++++ Text block ++++
I always look forward to this time of year- just for the duckling! I always steam the duck before anything else. I've found that it helps me get the perfect amount of doneness, with the least amount of smokiness.
Happy Jollidays!


----------



## Timothy (Dec 7, 2011)

vitauta said:


> every friday, whole foods (in our area) features a rotisserie duckling with black cherry sauce. just marvelous!!


 
I've never cooked a duck in my rotisserie, but have cooked many chickens in it. The chickens turn out fantastic. I think the duck will too.

Nice crispy duck skin! Oh yeah!!!!


----------



## Bolas De Fraile (Dec 8, 2011)

vitauta said:


> oh bolas, your golden grilled duckling is always a sight to behold!  i've never had bbq duck.  i bet it is wonderful that way though--crispy, smoky, moist dark meat wonderful.  is there a way for you to catch any of the duck fat when it is cooked on the grill?
> 
> your xmas at the bombay dynasty sounds like a great plan.  i hope you enjoy the indian cuisine and have yourselves a wonderful holiday time, bolas!!
> 
> nothing puts me in the mood for duck so much as your gorgeous birds on the grill, bolas!! (last year, there were two of them, i recall )


Thank you Vit and the same to you.I am lucky in many ways, one of those ways is the supermarket bargain scouts in our food group, they give me the heads up when bargains we like appear.Two supermarkets Tesco and Sainsbury discount frozen ducks by and guinea fowl by 50% a few times a year, they are about $7.5 and $4.5 each. IMO they are just as good as fresh ones so as I am lucky to have two large freezers and I am lucky to be able to buy quite a few we have them at least once a month.
I catch the duck fat in a tin.
Last year was great both Aldi and Lidl were selling frozen geese for about $20 this yr they have put them up to $30.
Both duck and geese have to be free range to thrive.


----------



## vitauta (Dec 8, 2011)

i wish we had ducks on sale here once in awhile....they are expensive, and remain expensive here--perhaps because ducklings have a small but loyal market base in this area....


----------



## PrincessFiona60 (Dec 8, 2011)

vitauta said:


> i wish we had ducks on sale here once in awhile....they are expensive, and remain expensive here--perhaps because ducklings have a small but loyal market base in this area....



$6.99/lb here. The largest was 3 pounds.  I almost picked up a fresh pork shoulder for $1.89/lb.  I'm still thinking about going back and getting it...$15 for the shoulder.


----------



## no mayonnaise (Dec 8, 2011)

Not me!  Maybe whole-roasted fish if I can find anything decent.  Colder months produce some great fish.


----------
++++
In the forum thread about cooking duck, what does Bolas De Fraile catch the duck fat in? The entries aren't needed here.
++++ Data lines ++++
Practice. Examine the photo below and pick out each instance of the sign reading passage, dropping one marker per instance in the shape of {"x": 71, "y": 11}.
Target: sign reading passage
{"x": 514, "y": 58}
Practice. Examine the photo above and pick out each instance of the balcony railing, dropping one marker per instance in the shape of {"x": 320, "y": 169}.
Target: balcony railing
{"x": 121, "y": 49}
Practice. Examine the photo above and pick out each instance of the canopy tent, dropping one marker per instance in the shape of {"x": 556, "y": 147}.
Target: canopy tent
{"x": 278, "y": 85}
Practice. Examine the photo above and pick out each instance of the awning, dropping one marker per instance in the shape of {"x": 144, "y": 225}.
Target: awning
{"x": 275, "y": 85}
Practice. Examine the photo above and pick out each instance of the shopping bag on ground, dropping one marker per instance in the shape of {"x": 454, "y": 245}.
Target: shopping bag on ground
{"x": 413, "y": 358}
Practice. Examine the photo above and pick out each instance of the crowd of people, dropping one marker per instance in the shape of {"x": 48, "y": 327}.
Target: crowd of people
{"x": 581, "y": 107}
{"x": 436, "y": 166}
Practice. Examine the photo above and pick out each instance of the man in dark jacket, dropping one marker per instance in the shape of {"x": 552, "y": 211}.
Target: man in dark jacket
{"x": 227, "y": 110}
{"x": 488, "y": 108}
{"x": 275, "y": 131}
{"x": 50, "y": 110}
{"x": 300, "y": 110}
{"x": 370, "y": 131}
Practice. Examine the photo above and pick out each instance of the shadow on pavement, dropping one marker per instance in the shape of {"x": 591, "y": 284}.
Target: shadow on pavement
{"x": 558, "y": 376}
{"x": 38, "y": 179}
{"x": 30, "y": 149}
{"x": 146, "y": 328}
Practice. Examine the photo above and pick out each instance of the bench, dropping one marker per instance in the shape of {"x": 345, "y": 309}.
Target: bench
++++
The response: A tin.